| Written problem |
Everything from the line that contains "the man wearing" through the last line of the listing must be copied exactly, with both of those lines included and no others.

◇ ◇ ◇

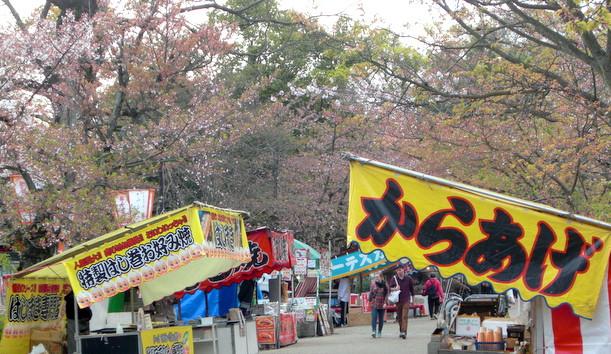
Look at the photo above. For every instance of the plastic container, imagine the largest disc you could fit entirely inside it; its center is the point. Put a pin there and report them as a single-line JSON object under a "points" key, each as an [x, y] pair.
{"points": [[500, 346]]}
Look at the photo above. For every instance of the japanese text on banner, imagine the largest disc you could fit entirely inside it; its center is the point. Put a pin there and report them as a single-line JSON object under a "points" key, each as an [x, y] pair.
{"points": [[32, 304], [483, 238], [136, 258], [169, 340]]}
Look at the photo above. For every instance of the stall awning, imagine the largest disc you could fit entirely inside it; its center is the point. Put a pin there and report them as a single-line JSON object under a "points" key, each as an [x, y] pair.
{"points": [[511, 243], [312, 253], [160, 255], [270, 250], [354, 263]]}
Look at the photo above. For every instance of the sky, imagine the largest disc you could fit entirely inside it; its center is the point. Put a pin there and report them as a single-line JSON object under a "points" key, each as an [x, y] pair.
{"points": [[395, 14]]}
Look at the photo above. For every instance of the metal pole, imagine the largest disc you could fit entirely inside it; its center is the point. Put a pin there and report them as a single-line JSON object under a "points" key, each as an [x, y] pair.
{"points": [[329, 317], [483, 192], [76, 325]]}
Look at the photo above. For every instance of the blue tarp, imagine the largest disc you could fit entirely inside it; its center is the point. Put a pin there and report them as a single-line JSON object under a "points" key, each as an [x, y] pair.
{"points": [[219, 302]]}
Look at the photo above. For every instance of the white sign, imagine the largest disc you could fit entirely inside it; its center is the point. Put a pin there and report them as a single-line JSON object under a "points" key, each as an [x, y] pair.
{"points": [[467, 326], [301, 261]]}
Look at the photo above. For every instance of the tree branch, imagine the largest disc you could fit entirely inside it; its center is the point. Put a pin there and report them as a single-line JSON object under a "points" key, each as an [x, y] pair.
{"points": [[15, 14]]}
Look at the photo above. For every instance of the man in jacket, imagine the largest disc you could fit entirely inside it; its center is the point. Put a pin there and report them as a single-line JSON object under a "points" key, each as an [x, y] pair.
{"points": [[402, 281]]}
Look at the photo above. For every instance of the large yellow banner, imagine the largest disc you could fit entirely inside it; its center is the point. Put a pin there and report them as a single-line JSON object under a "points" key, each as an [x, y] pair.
{"points": [[162, 257], [507, 244], [33, 304], [167, 340]]}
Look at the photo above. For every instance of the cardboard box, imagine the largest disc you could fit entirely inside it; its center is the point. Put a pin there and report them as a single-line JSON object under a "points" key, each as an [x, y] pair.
{"points": [[467, 326], [494, 322], [511, 343]]}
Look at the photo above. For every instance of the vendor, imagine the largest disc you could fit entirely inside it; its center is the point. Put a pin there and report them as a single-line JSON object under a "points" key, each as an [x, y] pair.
{"points": [[84, 316], [343, 293]]}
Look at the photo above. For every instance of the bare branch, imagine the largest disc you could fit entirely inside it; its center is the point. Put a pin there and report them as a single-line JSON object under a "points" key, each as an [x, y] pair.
{"points": [[15, 14]]}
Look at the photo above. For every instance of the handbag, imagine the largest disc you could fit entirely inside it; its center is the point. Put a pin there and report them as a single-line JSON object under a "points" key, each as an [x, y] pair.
{"points": [[393, 298]]}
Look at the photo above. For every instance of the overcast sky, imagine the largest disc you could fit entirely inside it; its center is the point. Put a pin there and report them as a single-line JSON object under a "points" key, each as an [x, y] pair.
{"points": [[393, 13]]}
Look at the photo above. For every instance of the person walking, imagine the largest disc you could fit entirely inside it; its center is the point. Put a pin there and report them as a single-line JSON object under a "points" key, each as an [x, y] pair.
{"points": [[434, 292], [402, 281], [343, 292], [377, 297]]}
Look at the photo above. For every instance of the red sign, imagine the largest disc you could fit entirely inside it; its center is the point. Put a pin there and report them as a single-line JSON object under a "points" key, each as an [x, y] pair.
{"points": [[269, 250], [288, 328]]}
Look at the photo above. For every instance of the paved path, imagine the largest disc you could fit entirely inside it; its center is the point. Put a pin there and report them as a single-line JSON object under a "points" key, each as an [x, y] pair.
{"points": [[357, 340]]}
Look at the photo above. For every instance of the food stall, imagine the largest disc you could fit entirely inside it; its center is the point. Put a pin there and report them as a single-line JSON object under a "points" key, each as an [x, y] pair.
{"points": [[270, 251], [557, 260], [159, 256]]}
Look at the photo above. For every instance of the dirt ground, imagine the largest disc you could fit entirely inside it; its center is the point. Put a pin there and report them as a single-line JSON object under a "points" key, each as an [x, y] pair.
{"points": [[358, 340]]}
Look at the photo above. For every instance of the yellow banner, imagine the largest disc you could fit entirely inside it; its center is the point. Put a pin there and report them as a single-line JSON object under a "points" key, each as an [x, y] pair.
{"points": [[33, 305], [486, 239], [168, 340], [155, 257]]}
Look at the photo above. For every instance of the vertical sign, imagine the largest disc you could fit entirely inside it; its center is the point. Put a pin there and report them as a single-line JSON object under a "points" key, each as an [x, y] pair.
{"points": [[301, 261]]}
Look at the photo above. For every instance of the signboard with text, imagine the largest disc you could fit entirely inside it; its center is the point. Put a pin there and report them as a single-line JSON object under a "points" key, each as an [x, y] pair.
{"points": [[508, 243], [32, 304], [167, 340]]}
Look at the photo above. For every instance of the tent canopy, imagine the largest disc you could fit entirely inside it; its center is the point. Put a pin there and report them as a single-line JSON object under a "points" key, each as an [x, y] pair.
{"points": [[164, 247], [486, 236], [270, 250], [312, 253]]}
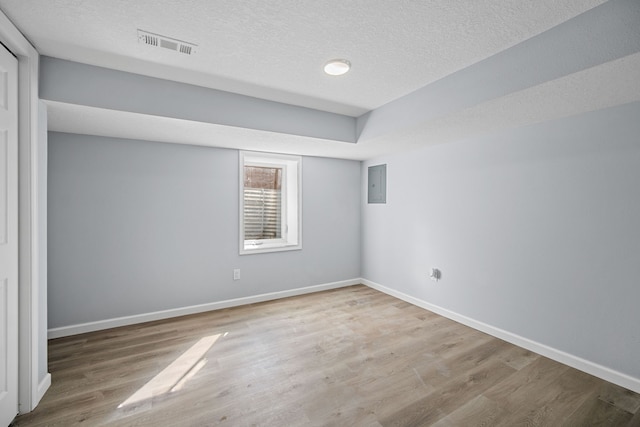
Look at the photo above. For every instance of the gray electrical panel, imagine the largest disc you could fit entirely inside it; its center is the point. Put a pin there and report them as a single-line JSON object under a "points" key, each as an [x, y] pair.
{"points": [[377, 184]]}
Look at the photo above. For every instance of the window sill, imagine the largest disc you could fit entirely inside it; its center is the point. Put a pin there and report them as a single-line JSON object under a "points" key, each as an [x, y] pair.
{"points": [[268, 247]]}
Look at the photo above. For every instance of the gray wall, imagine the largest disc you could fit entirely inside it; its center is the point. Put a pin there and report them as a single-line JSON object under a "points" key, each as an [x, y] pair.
{"points": [[536, 231], [137, 227]]}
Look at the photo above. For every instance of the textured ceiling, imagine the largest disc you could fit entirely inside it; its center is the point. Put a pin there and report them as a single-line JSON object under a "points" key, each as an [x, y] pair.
{"points": [[276, 49], [425, 72]]}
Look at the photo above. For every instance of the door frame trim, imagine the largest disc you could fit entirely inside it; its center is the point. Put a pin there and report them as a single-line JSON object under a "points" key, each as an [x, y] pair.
{"points": [[30, 387]]}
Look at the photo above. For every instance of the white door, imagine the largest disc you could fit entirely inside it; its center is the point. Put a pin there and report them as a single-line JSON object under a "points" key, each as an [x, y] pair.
{"points": [[8, 236]]}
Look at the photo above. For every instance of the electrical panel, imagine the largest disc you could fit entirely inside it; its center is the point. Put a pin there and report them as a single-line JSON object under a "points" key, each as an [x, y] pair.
{"points": [[377, 184]]}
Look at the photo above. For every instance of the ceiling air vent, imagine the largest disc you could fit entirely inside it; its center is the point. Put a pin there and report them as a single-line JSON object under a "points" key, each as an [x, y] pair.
{"points": [[165, 42]]}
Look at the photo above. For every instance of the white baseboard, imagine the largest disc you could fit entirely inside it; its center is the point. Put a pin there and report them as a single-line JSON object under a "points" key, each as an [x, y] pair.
{"points": [[42, 388], [182, 311], [587, 366]]}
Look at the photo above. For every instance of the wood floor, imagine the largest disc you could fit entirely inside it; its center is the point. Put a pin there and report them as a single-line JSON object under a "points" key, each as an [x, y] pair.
{"points": [[347, 357]]}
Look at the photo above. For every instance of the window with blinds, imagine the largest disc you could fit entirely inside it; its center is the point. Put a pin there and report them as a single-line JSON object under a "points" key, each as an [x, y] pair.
{"points": [[269, 202], [262, 203]]}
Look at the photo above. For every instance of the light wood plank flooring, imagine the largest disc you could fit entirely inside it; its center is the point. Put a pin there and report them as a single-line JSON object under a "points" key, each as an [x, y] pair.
{"points": [[346, 357]]}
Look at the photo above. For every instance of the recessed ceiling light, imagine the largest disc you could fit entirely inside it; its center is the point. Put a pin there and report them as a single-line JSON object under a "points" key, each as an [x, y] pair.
{"points": [[337, 67]]}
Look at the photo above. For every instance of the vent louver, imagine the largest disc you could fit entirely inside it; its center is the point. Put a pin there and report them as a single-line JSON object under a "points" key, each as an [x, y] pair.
{"points": [[165, 42]]}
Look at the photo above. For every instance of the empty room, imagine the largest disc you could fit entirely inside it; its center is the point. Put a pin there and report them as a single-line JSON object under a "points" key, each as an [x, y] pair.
{"points": [[329, 213]]}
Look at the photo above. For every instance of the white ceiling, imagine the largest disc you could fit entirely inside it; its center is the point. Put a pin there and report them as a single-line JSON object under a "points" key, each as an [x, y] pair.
{"points": [[276, 49]]}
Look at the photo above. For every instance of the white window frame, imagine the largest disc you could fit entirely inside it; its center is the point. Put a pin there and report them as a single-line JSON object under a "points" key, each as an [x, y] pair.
{"points": [[291, 196]]}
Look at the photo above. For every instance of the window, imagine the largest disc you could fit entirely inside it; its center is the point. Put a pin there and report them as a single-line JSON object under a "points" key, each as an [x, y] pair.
{"points": [[269, 202]]}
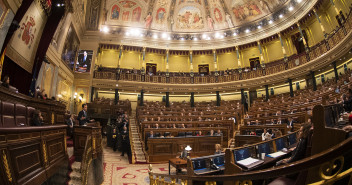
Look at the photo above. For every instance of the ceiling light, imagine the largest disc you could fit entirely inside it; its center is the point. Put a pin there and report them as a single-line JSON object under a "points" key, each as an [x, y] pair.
{"points": [[217, 35], [164, 35], [105, 29]]}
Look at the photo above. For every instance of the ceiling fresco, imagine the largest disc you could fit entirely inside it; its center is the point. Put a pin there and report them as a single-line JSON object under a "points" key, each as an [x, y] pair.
{"points": [[187, 15]]}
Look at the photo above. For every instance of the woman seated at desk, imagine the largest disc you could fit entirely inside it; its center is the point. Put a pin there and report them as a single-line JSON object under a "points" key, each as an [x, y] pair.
{"points": [[300, 151]]}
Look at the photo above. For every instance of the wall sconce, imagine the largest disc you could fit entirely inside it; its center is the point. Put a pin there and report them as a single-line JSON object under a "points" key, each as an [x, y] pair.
{"points": [[188, 149]]}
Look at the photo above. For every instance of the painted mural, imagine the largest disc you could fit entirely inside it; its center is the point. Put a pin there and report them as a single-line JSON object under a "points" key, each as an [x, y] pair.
{"points": [[161, 15], [70, 48], [27, 35], [250, 10], [189, 17], [125, 11]]}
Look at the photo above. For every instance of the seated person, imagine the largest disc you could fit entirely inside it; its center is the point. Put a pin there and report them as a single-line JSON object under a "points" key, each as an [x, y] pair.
{"points": [[300, 151], [6, 82], [183, 153], [218, 133], [37, 119], [218, 149], [266, 135], [279, 121], [70, 122]]}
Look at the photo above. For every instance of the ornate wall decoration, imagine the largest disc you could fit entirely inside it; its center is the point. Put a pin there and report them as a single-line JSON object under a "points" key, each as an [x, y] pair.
{"points": [[46, 5], [93, 20], [125, 12], [28, 29], [160, 14], [244, 11], [70, 48], [189, 18]]}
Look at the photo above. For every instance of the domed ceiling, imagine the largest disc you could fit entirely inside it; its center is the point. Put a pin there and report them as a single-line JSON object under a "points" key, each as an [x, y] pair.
{"points": [[177, 24], [188, 15]]}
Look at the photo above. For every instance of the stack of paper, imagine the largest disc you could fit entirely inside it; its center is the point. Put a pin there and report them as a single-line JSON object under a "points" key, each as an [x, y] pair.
{"points": [[247, 162], [276, 154]]}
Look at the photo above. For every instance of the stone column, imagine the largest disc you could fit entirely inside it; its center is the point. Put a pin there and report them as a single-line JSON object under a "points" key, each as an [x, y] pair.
{"points": [[267, 92], [335, 70], [283, 47], [291, 88]]}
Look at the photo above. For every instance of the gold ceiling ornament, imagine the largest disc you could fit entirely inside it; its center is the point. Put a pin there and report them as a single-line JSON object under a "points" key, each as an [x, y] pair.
{"points": [[332, 168], [6, 165], [44, 154]]}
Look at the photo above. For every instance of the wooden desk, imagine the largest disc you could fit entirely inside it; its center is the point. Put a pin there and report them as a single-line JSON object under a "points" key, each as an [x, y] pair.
{"points": [[163, 149], [177, 163]]}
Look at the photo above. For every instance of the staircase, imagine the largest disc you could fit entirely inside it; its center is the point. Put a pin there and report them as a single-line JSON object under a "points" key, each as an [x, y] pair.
{"points": [[75, 175], [138, 153]]}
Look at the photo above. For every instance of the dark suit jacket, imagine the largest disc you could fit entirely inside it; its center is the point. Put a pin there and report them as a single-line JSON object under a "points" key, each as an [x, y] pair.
{"points": [[83, 121], [37, 122], [300, 151]]}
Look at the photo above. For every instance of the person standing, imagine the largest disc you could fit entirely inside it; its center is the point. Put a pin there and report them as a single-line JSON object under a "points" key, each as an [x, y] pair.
{"points": [[125, 141], [83, 116]]}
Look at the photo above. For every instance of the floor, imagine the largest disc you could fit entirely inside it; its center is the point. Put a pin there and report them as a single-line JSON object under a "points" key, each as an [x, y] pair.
{"points": [[118, 171]]}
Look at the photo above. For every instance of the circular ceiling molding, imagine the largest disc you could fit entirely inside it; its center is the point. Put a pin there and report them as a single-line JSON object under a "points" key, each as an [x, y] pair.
{"points": [[193, 24]]}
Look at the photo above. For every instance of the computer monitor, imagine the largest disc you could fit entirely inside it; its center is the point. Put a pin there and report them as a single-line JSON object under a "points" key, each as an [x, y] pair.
{"points": [[280, 143], [199, 164], [219, 161], [292, 139], [242, 154], [264, 148]]}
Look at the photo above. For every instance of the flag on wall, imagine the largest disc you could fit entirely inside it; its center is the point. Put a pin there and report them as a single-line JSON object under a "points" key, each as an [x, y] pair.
{"points": [[2, 61]]}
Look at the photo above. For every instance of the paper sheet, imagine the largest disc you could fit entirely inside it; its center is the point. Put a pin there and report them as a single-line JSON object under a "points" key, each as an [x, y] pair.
{"points": [[276, 154], [248, 161]]}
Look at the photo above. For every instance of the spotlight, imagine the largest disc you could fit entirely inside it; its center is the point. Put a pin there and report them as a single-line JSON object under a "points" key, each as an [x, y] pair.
{"points": [[164, 35], [105, 29]]}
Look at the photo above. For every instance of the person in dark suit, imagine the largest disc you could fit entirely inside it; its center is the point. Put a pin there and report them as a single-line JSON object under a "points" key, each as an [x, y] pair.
{"points": [[300, 151], [70, 123], [125, 142], [83, 116], [6, 82], [37, 119], [114, 139], [290, 124]]}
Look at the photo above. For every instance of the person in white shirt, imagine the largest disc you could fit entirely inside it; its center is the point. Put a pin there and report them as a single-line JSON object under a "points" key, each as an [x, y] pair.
{"points": [[266, 135]]}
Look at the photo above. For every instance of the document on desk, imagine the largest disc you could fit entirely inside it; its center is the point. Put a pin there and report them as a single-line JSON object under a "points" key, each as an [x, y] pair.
{"points": [[276, 154], [249, 162]]}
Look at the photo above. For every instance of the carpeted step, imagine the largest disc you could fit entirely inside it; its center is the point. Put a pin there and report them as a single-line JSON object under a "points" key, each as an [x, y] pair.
{"points": [[76, 166], [74, 182], [75, 176]]}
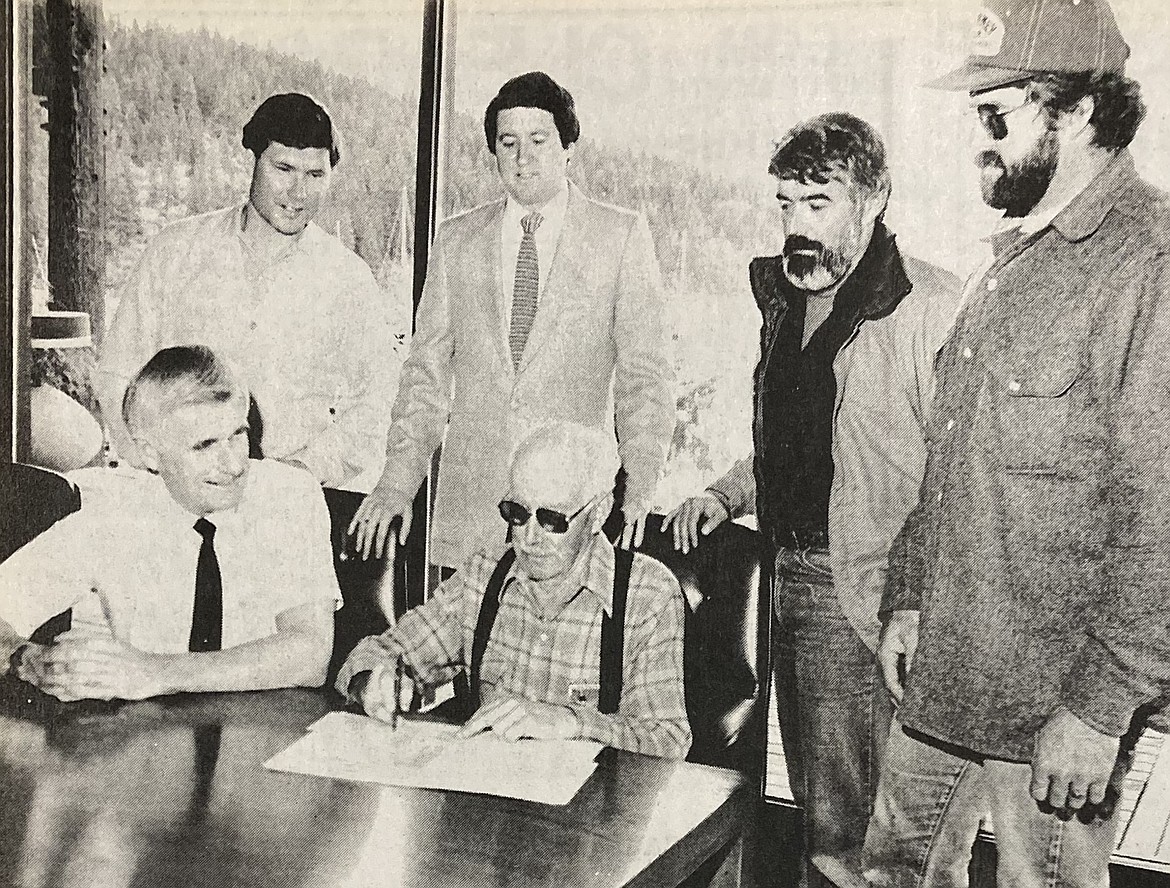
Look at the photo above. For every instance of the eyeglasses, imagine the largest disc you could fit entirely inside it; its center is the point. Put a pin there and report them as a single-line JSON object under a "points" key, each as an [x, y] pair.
{"points": [[552, 521], [995, 118]]}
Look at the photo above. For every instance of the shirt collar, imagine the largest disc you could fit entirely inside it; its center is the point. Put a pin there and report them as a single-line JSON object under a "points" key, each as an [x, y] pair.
{"points": [[551, 213]]}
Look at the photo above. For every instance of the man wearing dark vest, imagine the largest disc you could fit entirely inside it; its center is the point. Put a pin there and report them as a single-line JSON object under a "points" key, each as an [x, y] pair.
{"points": [[558, 634], [850, 330], [202, 570]]}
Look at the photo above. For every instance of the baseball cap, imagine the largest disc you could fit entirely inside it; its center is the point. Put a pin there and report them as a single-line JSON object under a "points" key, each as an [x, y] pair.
{"points": [[1017, 39]]}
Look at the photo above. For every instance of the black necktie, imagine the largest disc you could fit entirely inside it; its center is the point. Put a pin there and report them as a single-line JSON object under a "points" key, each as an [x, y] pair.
{"points": [[207, 618]]}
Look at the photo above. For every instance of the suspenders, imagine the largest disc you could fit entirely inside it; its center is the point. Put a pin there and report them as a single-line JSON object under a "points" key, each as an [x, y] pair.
{"points": [[612, 632]]}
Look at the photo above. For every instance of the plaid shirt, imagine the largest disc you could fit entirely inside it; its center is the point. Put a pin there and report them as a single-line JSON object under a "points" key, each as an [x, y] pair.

◇ ◇ ◇

| Result |
Look at the photo above. For every instance of the man wearing dark vest, imagine the largest disc you could fit entirely inside it; its center is the point. Put a pin there and report them as a single-line JSON object under a "points" key, each as an [x, y] pair.
{"points": [[558, 634], [850, 330], [202, 570]]}
Look at the photo above. For every instance of the baseball cap, imagine the largest disc you could fit entirely inside it; its center is the point. Put a pin there and report them as a single-line JSON object under a "points" key, each as an [x, y] pair.
{"points": [[1017, 39]]}
Look at the photo above. For every instance of the black necktie, imagine the largest disc you could fit entirely inside it; its center is the point. Put a pin there and report them as a single-line JSON object under a "points" key, each as an [x, y] pair.
{"points": [[207, 618]]}
Look at the photo above. For every instance of the suspenders, imagine the largest disc you could fit entirely inside it; its center is the point. Put a pin there and report them as a single-line JSON object under a "points" key, each as an [x, y] pair.
{"points": [[612, 632]]}
Look at the photo above. For every instance of the plaid shirt, imagine the largest disc you could fit entirely inside it; its center is the point. Put a pin there and report them as a single-line JSON object under a "points" key, each as an [x, y] pair.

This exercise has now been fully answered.